▶ Task objective
Continue the news article on what Democratic control of the Senate may mean for banks, starting after its last sentence.

▶ Exercise passage
Banking

Tax hikes, tough regulators: What Democratic sweep may hold for banks

WASHINGTON — Bankers should brace for stricter congressional scrutiny, tax increases and more progressive regulators now that Democrats have gained control of the Senate, according to industry analysts.

With Democratic wins called in both runoffs in Georgia, the chamber will be split 50-50 between Democrats and Republicans, with Kamala Harris holding the tiebreaker once she is sworn in as vice president. Democrats will maintain a majority in the House, too.

Democrats Raphael Warnock (left) and Jon Ossoff on Wednesday were declared the winners in the Georgia runoffs for Senate, meaning their party will hold a slim majority in the chamber. As a result, President-elect Biden will be able to nominate more liberal candidates for regulatory posts, analysts said.

Bloomberg

While the coronavirus pandemic is expected to consume much of lawmakers’ attention, their agenda will likely include legislation to promote financial inclusion, ensure the financial system is safe from climate-change risks and reform the credit reporting industry.

Banks are also expected to face tougher oversight from Congress, with Rep. Maxine Waters, D-Calif., and Sen. Sherrod Brown, D-Ohio, setting the priorities of the banking committees.

Moreover, President-elect Biden is expected to have a much easier time getting nominees confirmed to regulatory agency posts since his party will control the Senate.

Natural-language object grounding records
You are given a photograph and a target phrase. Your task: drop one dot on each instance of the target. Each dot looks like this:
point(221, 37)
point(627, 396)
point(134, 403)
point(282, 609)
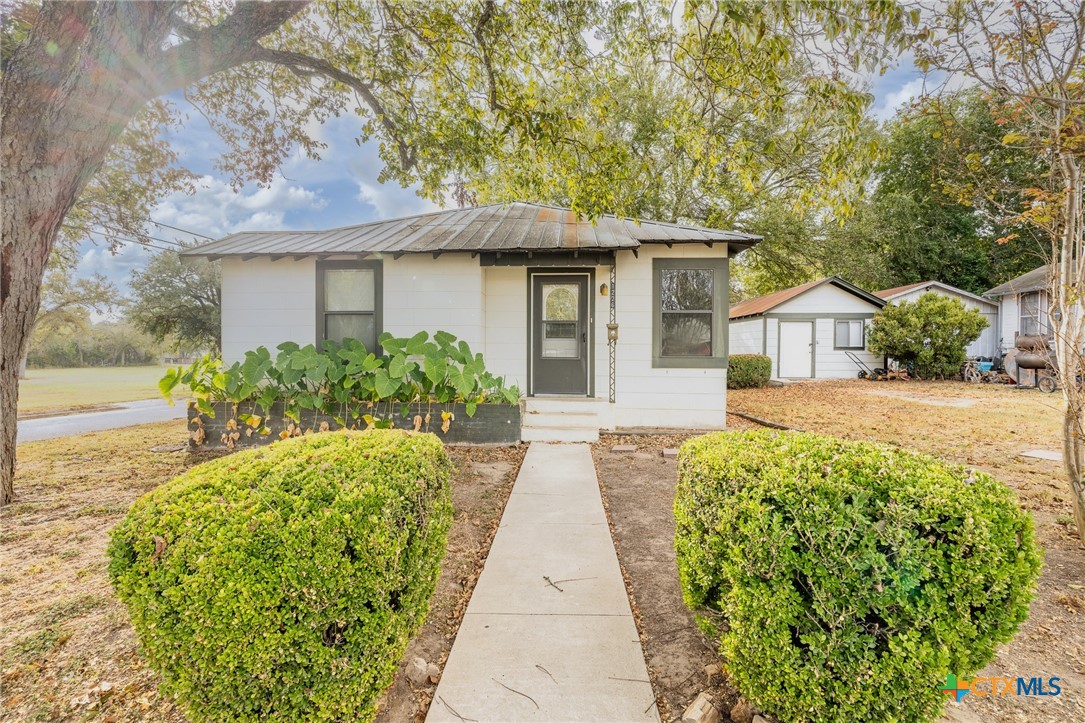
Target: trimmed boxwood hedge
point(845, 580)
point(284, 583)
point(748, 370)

==

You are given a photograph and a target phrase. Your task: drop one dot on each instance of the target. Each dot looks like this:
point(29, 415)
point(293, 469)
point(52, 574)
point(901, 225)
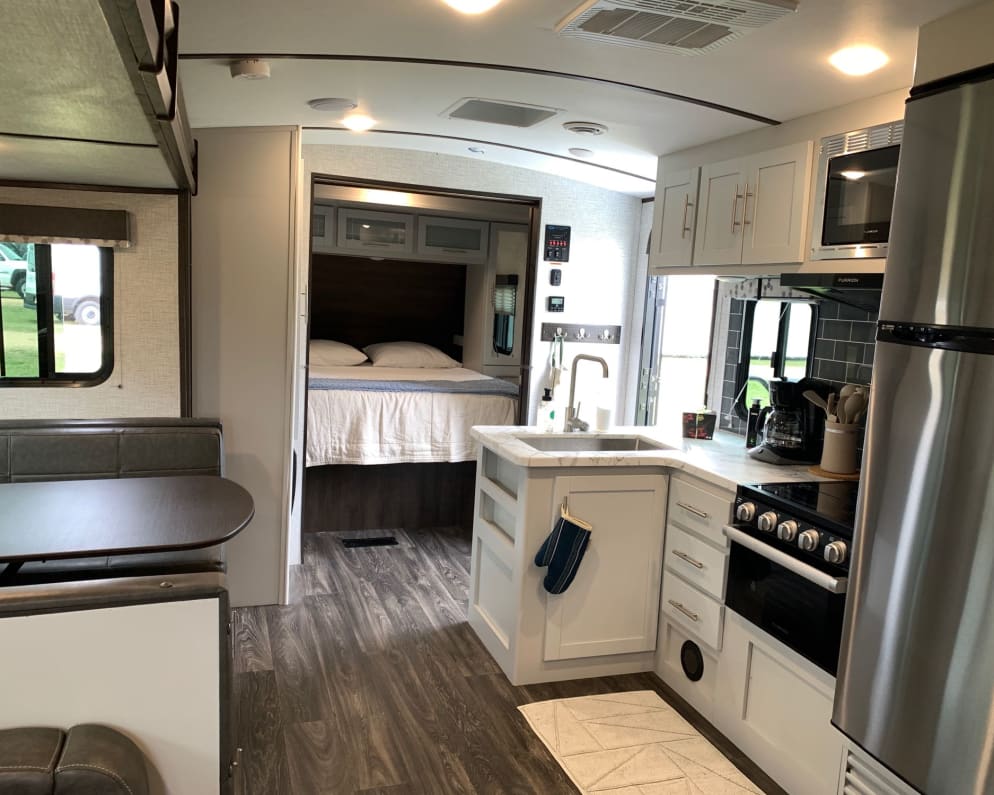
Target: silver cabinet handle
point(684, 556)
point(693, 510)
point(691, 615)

...

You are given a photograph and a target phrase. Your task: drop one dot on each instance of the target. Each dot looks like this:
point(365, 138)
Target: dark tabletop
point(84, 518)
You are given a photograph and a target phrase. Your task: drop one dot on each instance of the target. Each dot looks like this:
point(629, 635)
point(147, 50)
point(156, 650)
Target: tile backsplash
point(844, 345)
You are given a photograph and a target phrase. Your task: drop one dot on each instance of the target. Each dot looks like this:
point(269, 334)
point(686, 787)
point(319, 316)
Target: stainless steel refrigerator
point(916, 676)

▶ Exercise result
“Banks were one of the primary beneficiaries of the Trump administration given the reduction in corporate taxes and the deregulatory agenda,” Isaac Boltanksy, an analyst at Compass Point Research & Trading, said in a research note Wednesday. “Under a Democratic-sweep scenario, banks would face higher corporate taxes and a less hospitable regulatory environment, but the timing, prioritization and magnitude of these changes are relatively nuanced.”

Banks can expect more aggressive enforcement from the Consumer Financial Protection Bureau, as well as other regulatory agencies, as Biden will have more freedom to pick liberal policymakers to lead the agencies.

“Biden should have an easier time getting his choices confirmed to top jobs,” Jaret Seiberg, an analyst at Cowen Washington Research Group, said in a note Wednesday. “It also means a crusading progressive should end up in charge of the CFPB, which means more enforcement and regulatory risk for auto lenders, servicers, mortgage originators, credit card lenders, payday lenders and debt collectors.”

Biden, in wide-ranging policy documents published over the summer, also suggested increasing corporate income taxes and potentially imposing a financial crisis responsibility fee for banks.

James Lucier, managing director at Capital Alpha Partners, said that banks will likely see an increase in taxes, but it may not be substantial because Democrats will barely hold the Senate majority.

“We would expect that Congress under the Biden administration would vote to increase corporate taxes to partly offset the costs of an infrastructure bill passed under reconciliation rules,” Lucier said in a note Wednesday. “We would not expect Biden’s entire corporate tax proposal to pass.”

But the blue wave isn’t all bad news for banks. House-passed legislation that would make it easier for banks to serve state-legalized cannabis businesses could finally reach the Senate floor.

Seiberg said that Democrats will likely push for enactment of the Strengthening the Tenth Amendment Through Entrusting States, or STATES, Act that would enable states to determine their own cannabis laws, removing the federal ban on pot. This legislation is more sweeping than a bill that the House passed in 2019 to prevent federal financial regulators from penalizing financial institutions that provide services to state-legalized marijuana businesses.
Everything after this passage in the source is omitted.